*Instructions to follow:* Below are some records; print every one of them exactly.

*Records shown:*
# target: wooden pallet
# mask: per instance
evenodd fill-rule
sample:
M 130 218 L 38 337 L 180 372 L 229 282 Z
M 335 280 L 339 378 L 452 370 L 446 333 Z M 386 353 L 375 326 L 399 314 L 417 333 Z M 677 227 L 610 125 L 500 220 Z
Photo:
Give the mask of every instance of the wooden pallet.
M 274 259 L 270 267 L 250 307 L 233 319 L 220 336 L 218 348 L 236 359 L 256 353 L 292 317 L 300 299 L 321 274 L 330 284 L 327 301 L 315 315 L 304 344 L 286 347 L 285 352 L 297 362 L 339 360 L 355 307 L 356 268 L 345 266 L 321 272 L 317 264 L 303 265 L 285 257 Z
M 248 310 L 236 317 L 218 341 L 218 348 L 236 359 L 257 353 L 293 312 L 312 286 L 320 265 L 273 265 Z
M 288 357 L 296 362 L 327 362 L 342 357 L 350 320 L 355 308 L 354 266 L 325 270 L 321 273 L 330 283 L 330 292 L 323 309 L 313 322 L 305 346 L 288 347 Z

*Answer area:*
# target: wooden pallet
# mask: per instance
evenodd fill-rule
sample:
M 130 218 L 38 337 L 180 372 L 229 282 Z
M 335 280 L 339 378 L 452 370 L 446 333 Z M 386 353 L 375 326 L 399 314 L 417 333 Z M 677 227 L 610 125 L 500 220 Z
Photo:
Give the mask of every instance of the wooden pallet.
M 274 259 L 270 267 L 250 307 L 233 319 L 220 336 L 218 348 L 236 359 L 256 353 L 292 317 L 300 299 L 321 274 L 330 284 L 327 301 L 315 315 L 304 344 L 286 347 L 285 352 L 297 362 L 339 360 L 355 307 L 356 268 L 345 266 L 321 272 L 317 264 L 303 265 L 285 257 Z
M 248 310 L 236 317 L 218 341 L 218 348 L 236 359 L 257 353 L 293 312 L 312 286 L 320 265 L 273 265 Z
M 288 357 L 296 362 L 327 362 L 342 357 L 350 320 L 355 308 L 354 266 L 325 270 L 321 273 L 330 283 L 330 292 L 323 309 L 313 322 L 305 346 L 288 347 Z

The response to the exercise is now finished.